Print the lines below unchanged, starting at the line that contains "woman's hand holding" and ending at the line that contains "[292,147,348,194]", with both of those lines included.

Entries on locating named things
☆ ☆ ☆ ☆ ☆ ☆ ☆

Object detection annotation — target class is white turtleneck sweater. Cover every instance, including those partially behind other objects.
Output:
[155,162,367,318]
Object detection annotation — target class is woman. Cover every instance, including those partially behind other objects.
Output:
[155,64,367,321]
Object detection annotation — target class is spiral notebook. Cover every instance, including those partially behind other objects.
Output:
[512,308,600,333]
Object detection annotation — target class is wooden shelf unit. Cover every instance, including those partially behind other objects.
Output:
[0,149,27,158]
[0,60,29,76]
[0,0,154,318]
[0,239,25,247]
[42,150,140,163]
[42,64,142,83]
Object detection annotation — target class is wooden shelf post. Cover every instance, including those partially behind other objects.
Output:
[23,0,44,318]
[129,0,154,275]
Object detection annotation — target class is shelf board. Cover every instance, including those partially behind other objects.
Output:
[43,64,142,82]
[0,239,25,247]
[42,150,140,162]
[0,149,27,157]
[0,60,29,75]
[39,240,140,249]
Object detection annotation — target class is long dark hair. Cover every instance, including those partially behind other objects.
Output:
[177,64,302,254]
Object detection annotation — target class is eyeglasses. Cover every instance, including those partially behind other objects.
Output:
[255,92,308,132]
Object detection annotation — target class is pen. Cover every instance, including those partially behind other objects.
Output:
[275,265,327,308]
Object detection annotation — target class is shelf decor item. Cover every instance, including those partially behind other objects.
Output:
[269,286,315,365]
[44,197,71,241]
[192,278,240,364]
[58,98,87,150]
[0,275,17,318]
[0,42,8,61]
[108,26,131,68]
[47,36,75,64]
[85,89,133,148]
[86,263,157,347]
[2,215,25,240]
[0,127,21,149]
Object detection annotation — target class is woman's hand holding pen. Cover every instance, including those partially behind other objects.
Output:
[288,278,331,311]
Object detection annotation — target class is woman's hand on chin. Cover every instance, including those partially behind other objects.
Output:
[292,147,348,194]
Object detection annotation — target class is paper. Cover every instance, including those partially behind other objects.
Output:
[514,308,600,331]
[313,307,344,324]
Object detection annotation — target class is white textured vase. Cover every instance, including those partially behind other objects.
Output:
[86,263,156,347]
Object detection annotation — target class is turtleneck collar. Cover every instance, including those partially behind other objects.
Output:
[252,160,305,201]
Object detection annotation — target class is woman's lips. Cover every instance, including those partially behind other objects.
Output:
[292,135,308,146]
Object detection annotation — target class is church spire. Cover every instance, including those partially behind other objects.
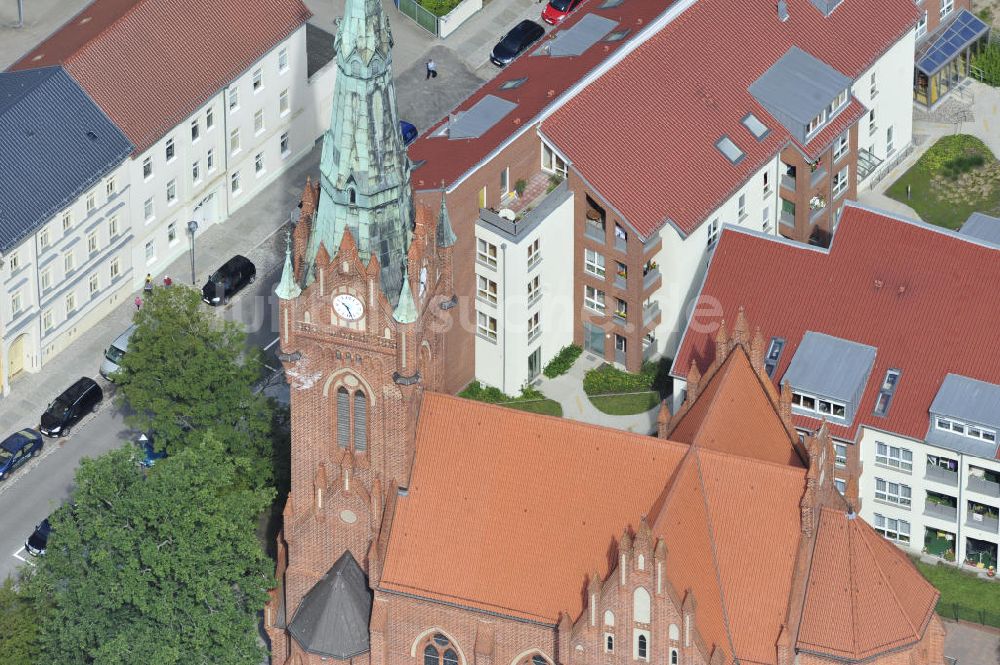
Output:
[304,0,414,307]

☆ ☆ ☆ ☆ ☆ ☆ ☆

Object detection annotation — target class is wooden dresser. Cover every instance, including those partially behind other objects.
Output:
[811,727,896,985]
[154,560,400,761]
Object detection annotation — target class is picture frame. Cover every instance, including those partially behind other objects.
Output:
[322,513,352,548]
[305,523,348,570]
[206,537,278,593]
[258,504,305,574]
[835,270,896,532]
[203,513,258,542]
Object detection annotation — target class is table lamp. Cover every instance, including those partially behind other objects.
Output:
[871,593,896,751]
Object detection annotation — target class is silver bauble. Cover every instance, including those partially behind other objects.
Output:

☆ ☆ ☆ ☆ ☆ ☆ ☆

Result of this task:
Object detection annotation — target class is woman's hand holding pen. Cover every instance, including those partially behind other objects.
Output:
[288,278,331,311]
Object detection annotation — target class is woman's hand on chin. Cover every instance, including those partially behind other objects.
Output:
[292,147,348,194]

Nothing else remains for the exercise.